Rewrite the data below with every "pinpoint" replaced by "locate", keeping everything else the same.
(begin)
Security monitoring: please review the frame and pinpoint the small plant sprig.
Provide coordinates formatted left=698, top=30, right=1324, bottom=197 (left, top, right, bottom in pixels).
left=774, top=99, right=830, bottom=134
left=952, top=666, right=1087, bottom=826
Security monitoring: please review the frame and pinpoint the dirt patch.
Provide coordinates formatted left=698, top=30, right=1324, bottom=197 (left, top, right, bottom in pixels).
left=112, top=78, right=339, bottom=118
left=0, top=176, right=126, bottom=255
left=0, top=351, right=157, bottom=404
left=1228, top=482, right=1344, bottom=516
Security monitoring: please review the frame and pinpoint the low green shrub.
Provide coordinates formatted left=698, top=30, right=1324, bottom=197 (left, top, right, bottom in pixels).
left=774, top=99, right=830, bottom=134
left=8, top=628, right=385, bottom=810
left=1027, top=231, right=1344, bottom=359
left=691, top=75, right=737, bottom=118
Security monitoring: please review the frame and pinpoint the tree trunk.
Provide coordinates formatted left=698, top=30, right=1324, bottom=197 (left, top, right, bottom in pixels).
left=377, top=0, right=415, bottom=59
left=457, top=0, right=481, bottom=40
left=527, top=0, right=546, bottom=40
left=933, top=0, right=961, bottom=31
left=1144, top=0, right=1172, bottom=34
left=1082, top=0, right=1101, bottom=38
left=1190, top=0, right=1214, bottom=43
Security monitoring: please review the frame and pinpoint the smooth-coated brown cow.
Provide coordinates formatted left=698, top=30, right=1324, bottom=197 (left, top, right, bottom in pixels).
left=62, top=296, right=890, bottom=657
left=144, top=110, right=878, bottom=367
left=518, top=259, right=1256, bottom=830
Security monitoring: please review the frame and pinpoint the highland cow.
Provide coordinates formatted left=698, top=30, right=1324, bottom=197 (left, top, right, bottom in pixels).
(end)
Reply ->
Security monitoring: please review the frame and locate the small plant sprig.
Provide coordinates formatted left=698, top=30, right=1324, bottom=197 (left, top, right, bottom in pixels).
left=774, top=99, right=830, bottom=134
left=952, top=666, right=1087, bottom=826
Security monitoring: please review the frame and locate the dirt patch.
Provide coordinates formatted left=698, top=30, right=1324, bottom=197 (left, top, right, bottom in pixels).
left=112, top=78, right=339, bottom=118
left=0, top=176, right=126, bottom=255
left=0, top=351, right=157, bottom=404
left=1228, top=482, right=1344, bottom=516
Security monitoring: please review the frame and locate the low green shrub.
Provide coordinates formatted left=698, top=30, right=1324, bottom=197 (left, top, right, bottom in pixels).
left=774, top=99, right=830, bottom=134
left=8, top=628, right=385, bottom=810
left=1027, top=231, right=1344, bottom=359
left=691, top=75, right=737, bottom=118
Security monitoring: please review the frame and locate the tree trunk.
Provide coordinates formatted left=698, top=30, right=1324, bottom=197 (left, top, right, bottom in pixels).
left=377, top=0, right=415, bottom=59
left=457, top=0, right=481, bottom=40
left=527, top=0, right=546, bottom=40
left=933, top=0, right=961, bottom=31
left=1144, top=0, right=1172, bottom=34
left=1082, top=0, right=1101, bottom=38
left=1190, top=0, right=1214, bottom=43
Security monitoring: please review the frame and locate the smooth-coated brown cow.
Provide coordinates formatted left=698, top=30, right=1324, bottom=197 (left, top, right, bottom in pixels).
left=62, top=296, right=890, bottom=657
left=144, top=110, right=878, bottom=367
left=518, top=259, right=1256, bottom=830
Security monitoring: please review the frame and locate the highland cow.
Provide coordinates formatted left=698, top=30, right=1324, bottom=197 (left, top, right, bottom in pixels).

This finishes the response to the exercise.